[Position identification records]
***
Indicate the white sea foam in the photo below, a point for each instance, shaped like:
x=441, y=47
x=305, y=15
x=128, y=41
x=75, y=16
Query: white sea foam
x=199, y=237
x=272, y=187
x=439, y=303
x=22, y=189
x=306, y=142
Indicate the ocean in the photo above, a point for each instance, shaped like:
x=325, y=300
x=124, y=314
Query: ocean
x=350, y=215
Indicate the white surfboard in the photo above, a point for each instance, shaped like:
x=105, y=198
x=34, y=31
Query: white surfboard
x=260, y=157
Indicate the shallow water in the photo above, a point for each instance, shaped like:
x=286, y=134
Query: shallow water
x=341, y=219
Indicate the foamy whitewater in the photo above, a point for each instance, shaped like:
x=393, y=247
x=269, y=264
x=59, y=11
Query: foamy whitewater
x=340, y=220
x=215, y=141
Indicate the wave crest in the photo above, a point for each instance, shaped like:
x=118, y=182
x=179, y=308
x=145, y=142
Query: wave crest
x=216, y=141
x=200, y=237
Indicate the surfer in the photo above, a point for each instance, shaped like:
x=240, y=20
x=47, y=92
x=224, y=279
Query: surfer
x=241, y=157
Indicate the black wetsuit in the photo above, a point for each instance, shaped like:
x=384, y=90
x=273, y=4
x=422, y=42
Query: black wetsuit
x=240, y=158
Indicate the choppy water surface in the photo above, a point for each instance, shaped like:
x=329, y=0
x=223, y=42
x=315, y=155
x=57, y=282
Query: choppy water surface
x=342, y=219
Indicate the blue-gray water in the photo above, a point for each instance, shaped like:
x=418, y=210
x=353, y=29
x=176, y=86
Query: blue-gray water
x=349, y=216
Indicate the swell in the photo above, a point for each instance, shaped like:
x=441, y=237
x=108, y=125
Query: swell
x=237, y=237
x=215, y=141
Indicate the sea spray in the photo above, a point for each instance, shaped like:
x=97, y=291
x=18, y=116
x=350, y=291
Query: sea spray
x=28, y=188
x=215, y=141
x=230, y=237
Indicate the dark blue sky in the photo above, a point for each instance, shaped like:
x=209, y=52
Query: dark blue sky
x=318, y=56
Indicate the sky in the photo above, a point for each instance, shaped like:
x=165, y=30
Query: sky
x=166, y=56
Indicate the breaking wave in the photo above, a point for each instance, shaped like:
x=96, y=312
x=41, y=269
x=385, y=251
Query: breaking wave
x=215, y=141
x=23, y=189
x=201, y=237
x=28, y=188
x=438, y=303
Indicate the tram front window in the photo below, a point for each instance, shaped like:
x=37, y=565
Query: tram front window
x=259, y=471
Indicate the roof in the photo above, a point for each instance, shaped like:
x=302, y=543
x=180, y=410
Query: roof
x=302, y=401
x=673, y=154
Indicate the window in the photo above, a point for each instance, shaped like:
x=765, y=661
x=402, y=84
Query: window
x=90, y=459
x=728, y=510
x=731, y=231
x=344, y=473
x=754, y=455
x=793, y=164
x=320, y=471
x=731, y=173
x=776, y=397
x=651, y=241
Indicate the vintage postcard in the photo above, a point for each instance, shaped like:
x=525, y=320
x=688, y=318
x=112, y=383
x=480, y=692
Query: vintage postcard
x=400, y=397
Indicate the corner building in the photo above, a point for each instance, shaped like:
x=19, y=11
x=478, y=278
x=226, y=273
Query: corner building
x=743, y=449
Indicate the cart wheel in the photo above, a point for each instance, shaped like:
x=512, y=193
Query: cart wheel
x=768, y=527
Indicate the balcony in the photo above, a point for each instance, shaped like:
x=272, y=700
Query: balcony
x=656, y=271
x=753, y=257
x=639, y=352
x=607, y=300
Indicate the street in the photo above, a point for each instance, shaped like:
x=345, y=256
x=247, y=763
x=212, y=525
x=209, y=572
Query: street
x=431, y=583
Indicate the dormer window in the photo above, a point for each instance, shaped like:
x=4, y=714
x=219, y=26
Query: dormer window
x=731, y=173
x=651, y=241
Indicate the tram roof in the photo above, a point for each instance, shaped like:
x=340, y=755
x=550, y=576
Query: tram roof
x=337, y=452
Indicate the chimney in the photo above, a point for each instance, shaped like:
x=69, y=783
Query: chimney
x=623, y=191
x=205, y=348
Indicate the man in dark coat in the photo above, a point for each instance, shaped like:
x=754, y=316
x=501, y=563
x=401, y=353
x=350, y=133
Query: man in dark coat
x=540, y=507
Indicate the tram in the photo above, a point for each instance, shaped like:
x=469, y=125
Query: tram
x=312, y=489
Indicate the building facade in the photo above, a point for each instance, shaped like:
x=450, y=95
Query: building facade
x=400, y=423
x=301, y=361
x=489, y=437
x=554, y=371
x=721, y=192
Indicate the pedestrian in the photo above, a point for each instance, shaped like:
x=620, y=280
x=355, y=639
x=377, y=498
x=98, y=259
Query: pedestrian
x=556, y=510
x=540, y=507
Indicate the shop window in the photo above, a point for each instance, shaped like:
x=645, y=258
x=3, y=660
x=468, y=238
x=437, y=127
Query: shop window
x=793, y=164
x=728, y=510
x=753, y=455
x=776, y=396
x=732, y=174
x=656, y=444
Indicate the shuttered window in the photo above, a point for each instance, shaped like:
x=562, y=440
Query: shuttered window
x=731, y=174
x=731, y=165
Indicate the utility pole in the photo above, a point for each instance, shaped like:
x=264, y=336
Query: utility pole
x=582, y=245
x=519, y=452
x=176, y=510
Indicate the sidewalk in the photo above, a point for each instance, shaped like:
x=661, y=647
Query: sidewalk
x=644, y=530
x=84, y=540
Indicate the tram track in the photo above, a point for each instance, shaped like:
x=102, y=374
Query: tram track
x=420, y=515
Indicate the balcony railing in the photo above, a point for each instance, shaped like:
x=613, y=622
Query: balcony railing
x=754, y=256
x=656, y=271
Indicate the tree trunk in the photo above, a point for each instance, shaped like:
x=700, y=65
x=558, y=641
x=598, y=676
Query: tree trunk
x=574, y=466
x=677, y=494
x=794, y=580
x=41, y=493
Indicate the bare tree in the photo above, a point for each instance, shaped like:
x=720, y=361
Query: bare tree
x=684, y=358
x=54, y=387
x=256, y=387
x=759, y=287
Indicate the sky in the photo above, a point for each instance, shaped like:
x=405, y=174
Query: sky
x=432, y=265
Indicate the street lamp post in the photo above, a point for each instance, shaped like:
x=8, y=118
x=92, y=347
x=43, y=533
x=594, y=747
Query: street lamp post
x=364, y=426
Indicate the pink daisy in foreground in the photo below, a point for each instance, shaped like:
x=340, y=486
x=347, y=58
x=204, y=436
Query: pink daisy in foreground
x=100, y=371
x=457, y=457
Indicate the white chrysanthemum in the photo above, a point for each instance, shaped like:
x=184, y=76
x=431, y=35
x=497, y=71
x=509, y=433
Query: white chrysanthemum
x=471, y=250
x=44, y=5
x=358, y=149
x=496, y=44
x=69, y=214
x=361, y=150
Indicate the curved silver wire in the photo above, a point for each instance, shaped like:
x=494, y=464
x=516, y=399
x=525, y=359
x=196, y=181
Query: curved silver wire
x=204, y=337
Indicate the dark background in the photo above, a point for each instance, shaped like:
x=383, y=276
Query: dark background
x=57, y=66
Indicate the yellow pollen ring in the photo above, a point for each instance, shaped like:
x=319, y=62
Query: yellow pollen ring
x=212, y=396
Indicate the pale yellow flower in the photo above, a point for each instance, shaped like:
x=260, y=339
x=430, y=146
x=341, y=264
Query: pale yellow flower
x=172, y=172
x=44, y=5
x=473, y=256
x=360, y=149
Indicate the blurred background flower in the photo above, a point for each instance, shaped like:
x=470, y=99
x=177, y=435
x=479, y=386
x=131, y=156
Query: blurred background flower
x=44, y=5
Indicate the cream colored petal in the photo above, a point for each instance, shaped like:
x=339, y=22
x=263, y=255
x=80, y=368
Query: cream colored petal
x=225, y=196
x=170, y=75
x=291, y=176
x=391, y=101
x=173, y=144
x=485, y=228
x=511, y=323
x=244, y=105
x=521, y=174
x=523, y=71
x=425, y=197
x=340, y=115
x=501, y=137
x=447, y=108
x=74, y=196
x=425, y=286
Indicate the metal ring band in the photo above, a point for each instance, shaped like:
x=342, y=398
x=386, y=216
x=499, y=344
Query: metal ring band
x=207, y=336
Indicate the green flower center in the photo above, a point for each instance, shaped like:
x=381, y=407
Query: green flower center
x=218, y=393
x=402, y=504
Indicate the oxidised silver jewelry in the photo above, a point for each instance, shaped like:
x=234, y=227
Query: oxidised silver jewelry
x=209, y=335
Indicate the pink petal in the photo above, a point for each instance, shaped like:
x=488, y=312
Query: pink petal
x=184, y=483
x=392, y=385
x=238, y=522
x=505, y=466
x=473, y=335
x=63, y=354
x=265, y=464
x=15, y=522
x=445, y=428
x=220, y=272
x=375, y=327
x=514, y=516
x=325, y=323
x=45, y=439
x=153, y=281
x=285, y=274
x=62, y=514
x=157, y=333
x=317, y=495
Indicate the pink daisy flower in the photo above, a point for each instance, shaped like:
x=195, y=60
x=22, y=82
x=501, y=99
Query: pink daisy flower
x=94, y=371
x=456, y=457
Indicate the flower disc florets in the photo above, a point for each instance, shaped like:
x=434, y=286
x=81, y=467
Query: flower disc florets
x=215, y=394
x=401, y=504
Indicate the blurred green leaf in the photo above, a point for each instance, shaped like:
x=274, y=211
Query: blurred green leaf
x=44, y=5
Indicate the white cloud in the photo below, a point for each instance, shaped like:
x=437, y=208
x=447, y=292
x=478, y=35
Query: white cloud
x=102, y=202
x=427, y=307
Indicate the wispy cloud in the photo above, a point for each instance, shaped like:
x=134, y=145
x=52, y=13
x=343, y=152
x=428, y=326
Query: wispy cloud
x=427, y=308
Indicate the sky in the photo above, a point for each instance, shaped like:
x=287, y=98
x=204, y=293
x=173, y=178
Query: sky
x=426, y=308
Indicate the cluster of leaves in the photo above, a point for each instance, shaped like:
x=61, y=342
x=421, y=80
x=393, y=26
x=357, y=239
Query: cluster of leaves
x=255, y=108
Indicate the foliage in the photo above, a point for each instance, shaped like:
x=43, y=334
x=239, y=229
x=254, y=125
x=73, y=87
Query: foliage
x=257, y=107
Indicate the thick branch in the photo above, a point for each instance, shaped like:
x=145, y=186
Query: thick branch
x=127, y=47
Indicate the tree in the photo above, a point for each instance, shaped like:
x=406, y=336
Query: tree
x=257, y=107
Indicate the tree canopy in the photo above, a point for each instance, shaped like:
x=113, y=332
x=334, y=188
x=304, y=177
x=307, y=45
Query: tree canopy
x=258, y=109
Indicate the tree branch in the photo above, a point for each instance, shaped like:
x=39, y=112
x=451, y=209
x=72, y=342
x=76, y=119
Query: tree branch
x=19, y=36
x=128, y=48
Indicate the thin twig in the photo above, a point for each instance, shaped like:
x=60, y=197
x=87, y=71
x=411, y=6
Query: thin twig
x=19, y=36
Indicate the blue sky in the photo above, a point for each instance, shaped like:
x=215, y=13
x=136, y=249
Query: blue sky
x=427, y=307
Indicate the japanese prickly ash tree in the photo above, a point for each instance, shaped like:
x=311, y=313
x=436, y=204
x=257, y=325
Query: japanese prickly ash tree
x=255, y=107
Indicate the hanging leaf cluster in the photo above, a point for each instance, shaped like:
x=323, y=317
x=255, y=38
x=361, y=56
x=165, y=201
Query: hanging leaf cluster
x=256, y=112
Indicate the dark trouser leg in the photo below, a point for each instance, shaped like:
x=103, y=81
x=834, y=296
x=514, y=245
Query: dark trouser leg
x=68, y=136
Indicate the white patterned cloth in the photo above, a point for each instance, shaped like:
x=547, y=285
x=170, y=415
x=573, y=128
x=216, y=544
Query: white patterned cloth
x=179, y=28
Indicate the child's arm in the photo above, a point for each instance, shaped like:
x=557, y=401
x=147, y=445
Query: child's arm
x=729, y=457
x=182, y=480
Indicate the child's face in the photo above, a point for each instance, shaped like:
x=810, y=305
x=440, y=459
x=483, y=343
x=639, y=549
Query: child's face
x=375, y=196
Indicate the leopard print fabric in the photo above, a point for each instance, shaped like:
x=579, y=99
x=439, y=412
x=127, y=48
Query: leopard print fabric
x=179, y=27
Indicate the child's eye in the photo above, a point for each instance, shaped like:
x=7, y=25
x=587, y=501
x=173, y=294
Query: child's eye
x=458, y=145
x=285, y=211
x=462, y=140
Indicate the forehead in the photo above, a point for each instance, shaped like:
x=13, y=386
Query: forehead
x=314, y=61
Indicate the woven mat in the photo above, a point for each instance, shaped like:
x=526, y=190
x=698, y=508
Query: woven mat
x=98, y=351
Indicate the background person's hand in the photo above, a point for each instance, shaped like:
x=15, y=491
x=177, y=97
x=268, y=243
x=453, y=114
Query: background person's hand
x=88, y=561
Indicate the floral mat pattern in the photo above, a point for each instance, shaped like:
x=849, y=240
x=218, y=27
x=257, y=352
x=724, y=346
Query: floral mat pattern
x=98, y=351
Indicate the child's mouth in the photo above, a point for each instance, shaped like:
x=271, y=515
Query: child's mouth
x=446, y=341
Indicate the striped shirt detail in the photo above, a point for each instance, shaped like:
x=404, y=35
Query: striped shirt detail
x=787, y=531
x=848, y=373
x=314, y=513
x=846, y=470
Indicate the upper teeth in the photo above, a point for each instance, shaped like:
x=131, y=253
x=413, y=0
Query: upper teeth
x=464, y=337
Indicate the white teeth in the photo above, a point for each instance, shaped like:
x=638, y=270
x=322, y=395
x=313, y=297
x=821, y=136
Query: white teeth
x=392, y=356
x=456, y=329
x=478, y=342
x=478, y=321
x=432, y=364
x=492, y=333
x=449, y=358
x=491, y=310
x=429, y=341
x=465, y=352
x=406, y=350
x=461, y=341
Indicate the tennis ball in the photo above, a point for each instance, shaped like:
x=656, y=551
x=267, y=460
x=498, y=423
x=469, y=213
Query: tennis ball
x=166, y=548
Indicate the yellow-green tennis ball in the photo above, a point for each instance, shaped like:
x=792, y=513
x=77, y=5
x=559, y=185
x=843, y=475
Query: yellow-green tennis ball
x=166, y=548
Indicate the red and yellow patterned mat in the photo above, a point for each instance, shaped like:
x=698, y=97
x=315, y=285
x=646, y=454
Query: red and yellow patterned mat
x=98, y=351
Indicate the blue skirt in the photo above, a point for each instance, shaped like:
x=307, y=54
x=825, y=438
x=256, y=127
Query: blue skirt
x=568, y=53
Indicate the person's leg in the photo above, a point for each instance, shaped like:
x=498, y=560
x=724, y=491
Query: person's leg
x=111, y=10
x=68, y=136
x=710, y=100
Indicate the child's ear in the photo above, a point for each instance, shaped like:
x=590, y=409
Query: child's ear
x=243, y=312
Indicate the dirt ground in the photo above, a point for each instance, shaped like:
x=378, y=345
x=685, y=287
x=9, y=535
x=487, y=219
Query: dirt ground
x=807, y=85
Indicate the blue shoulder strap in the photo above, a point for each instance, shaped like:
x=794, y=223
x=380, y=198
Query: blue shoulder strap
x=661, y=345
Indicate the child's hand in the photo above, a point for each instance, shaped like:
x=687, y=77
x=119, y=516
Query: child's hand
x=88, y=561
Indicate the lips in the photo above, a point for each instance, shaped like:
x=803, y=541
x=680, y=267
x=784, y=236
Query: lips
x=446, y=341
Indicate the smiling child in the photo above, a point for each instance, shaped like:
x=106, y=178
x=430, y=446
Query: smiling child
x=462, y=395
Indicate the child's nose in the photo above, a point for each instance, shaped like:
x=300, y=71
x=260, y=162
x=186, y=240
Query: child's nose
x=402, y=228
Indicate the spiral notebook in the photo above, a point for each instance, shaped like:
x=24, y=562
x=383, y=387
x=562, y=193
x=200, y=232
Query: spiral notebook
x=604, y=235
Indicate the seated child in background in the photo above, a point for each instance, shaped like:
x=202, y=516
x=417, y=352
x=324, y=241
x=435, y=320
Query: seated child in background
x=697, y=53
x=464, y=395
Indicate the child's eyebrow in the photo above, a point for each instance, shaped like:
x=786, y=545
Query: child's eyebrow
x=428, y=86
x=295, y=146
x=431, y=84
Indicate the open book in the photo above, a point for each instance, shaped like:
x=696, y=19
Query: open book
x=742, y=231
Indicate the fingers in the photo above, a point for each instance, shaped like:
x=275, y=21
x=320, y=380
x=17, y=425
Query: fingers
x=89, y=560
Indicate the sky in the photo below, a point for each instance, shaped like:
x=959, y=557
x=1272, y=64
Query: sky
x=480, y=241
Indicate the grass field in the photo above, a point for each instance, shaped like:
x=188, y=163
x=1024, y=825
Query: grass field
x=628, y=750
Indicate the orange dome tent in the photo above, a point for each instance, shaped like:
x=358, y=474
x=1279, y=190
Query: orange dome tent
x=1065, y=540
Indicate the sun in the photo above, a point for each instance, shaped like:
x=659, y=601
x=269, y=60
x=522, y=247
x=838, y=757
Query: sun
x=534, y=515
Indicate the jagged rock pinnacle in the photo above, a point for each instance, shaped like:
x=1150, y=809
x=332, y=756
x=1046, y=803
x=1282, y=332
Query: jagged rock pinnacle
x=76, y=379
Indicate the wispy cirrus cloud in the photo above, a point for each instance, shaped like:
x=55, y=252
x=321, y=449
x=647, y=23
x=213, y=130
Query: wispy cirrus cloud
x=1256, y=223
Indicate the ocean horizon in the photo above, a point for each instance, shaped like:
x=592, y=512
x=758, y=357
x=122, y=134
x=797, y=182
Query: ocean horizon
***
Task details –
Return the part of the items that opens with the line containing "Indicate the pink daisy flower" and closes with the line containing "x=255, y=107", reproducing every line unchanged.

Final result –
Indicate the pink daisy flower in the photo above, a point for each instance, shaped like:
x=195, y=60
x=22, y=82
x=501, y=99
Query: pink daisy flower
x=94, y=371
x=456, y=457
Indicate the flower disc florets in the photo above, a point for each instance, shaped like:
x=434, y=286
x=81, y=467
Query: flower disc florets
x=215, y=394
x=401, y=504
Indicate the blurred green leaf in the photo above, a point for each instance, shaped like:
x=274, y=211
Query: blurred green leaf
x=44, y=5
Indicate the white cloud in the photo below, a point for each instance, shaped like:
x=437, y=208
x=447, y=292
x=478, y=35
Query: white cloud
x=102, y=202
x=427, y=307
Indicate the wispy cloud in the photo above, a point for each instance, shaped like:
x=134, y=145
x=52, y=13
x=343, y=152
x=428, y=326
Query: wispy cloud
x=427, y=308
Indicate the sky in the photo above, a point for each instance, shaped like:
x=287, y=98
x=204, y=293
x=173, y=178
Query: sky
x=426, y=308
Indicate the cluster of leaves in the photo above, a point for each instance, shaped like:
x=61, y=342
x=421, y=80
x=393, y=26
x=357, y=239
Query: cluster of leaves
x=255, y=108
Indicate the foliage in the photo above, a point for each instance, shaped like:
x=43, y=334
x=239, y=229
x=254, y=125
x=73, y=87
Query: foliage
x=257, y=107
Indicate the thick branch in the photo above, a point for each instance, shaped like:
x=145, y=186
Query: thick branch
x=127, y=47
Indicate the tree in the photo above, a point for each instance, shaped like:
x=406, y=336
Query: tree
x=257, y=107
Indicate the tree canopy in the photo above, a point for each instance, shaped like:
x=113, y=332
x=334, y=188
x=304, y=177
x=307, y=45
Query: tree canopy
x=258, y=109
Indicate the tree branch in the photo above, a point for each instance, shaped like:
x=39, y=112
x=451, y=209
x=72, y=342
x=76, y=119
Query: tree branch
x=19, y=36
x=128, y=48
Indicate the thin twig in the photo above, a point for each instance, shaped like:
x=60, y=197
x=87, y=71
x=411, y=6
Query: thin twig
x=19, y=36
Indicate the blue sky in the photo above, a point for each instance, shaped like:
x=215, y=13
x=136, y=249
Query: blue sky
x=427, y=307
Indicate the japanese prickly ash tree in the photo above, a point for each instance, shaped like:
x=311, y=313
x=436, y=204
x=257, y=325
Query: japanese prickly ash tree
x=255, y=107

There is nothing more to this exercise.